Reproduce each line of the material precisely.

Labeled-object pointing entries:
:::::

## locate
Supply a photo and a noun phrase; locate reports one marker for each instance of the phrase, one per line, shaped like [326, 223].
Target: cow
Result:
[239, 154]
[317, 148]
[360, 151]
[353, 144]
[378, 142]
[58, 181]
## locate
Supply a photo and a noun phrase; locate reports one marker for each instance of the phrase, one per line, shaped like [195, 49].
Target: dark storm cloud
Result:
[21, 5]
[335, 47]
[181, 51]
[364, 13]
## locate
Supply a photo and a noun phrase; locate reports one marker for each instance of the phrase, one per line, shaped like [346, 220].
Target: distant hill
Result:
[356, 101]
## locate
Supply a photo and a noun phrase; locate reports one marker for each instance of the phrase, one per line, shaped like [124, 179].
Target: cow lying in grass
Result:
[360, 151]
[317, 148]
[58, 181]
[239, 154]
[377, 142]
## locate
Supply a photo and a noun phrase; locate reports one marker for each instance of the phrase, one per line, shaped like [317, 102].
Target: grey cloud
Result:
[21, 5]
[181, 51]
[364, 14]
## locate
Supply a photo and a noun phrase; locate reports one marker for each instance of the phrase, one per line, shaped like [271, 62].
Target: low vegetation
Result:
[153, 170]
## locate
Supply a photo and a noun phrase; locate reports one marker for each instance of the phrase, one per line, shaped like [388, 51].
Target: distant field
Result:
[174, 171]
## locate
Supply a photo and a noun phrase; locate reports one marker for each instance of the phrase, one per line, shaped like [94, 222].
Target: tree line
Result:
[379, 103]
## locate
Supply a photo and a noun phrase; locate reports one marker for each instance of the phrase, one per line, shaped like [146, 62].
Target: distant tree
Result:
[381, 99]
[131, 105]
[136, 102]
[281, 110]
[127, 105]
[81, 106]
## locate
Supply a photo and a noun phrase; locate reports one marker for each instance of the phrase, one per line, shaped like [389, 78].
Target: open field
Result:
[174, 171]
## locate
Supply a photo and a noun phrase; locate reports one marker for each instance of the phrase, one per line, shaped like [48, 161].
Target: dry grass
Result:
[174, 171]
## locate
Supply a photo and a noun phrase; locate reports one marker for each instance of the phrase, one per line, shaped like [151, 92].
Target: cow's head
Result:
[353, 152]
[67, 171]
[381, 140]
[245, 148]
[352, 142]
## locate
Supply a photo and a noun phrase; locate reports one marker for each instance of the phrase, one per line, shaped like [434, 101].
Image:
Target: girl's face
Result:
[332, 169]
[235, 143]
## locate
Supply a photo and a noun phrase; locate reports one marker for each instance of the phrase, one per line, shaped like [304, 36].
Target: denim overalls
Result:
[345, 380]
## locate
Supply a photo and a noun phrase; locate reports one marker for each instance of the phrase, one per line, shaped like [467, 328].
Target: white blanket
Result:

:::::

- **Exercise response**
## locate
Supply a photo and a noun phrase; locate reports one marker for each instance of the phrase, one per line, shaped like [326, 223].
Target: cow
Result:
[239, 154]
[317, 148]
[360, 151]
[353, 144]
[378, 142]
[58, 181]
## locate
Supply a photo and a noun phrase; locate reports one marker for each instance of the phrase, one per line, shaped like [195, 49].
Target: dark storm cloud
Result:
[21, 5]
[335, 47]
[181, 51]
[364, 13]
## locate
Supply a photo and a noun phrase; locate reports one marker for each instance of the phrase, one per line, shaped like [346, 220].
Target: distant hill
Result:
[356, 101]
## locate
Supply a photo and a noun phrase; locate reports one marker for each instance of the phrase, one per line, shaped like [124, 179].
Target: cow lying in grass
Result:
[360, 151]
[317, 148]
[58, 181]
[239, 154]
[377, 142]
## locate
Supply a photo and a noun phrase; locate reports one marker for each instance of the phrase, one per line, shaped like [317, 102].
Target: grey cloud
Result:
[21, 5]
[181, 51]
[364, 14]
## locate
Supply a photo and a noun phrase; locate reports one marker for each instance of the phrase, one per line, shaped like [271, 62].
Target: low vegetation
Result:
[153, 170]
## locate
Supply a photo and a noun phrase; locate reports one marker for each instance of the phrase, one per line, shaped like [388, 51].
Target: distant field
Result:
[174, 171]
## locate
Supply a photo and a noun phrase; locate reports one marker for each instance of the phrase, one per line, shaped like [94, 222].
Target: tree line
Result:
[379, 103]
## locate
Supply a photo and a noun phrase; locate reports one marker for each instance of the phrase, one per line, shaped like [146, 62].
Target: distant tree
Result:
[381, 99]
[131, 105]
[136, 102]
[281, 110]
[127, 105]
[81, 106]
## locate
Supply a photo and a noun phrase; locate reports one marker for each instance of the phrase, one per line, shaped like [389, 78].
Target: open field
Result:
[174, 171]
## locate
Supply a photo and a noun phrase; locate reports one marker for each instance of the phrase, one per line, shaped like [48, 161].
Target: dry grass
Result:
[174, 171]
## locate
Supply a photo and a noun phrase; locate reports one marker for each instance of the phrase, one per line, shaped like [151, 92].
Target: cow's head
Result:
[353, 152]
[67, 171]
[381, 140]
[245, 148]
[352, 142]
## locate
Supply a photo and a noun phrase; locate reports one marker for each instance of the phrase, one per line, shaped like [434, 101].
Image:
Target: girl's face
Result:
[332, 169]
[235, 143]
## locate
Supply a photo and a noun phrase; locate reports one marker for each instance of the phrase, one per line, shaped like [304, 36].
Target: denim overalls
Result:
[345, 380]
## locate
Supply a photo and a noun phrase; locate reports one marker for each instance of the phrase, one per line, shaped like [467, 328].
Target: white blanket
Result:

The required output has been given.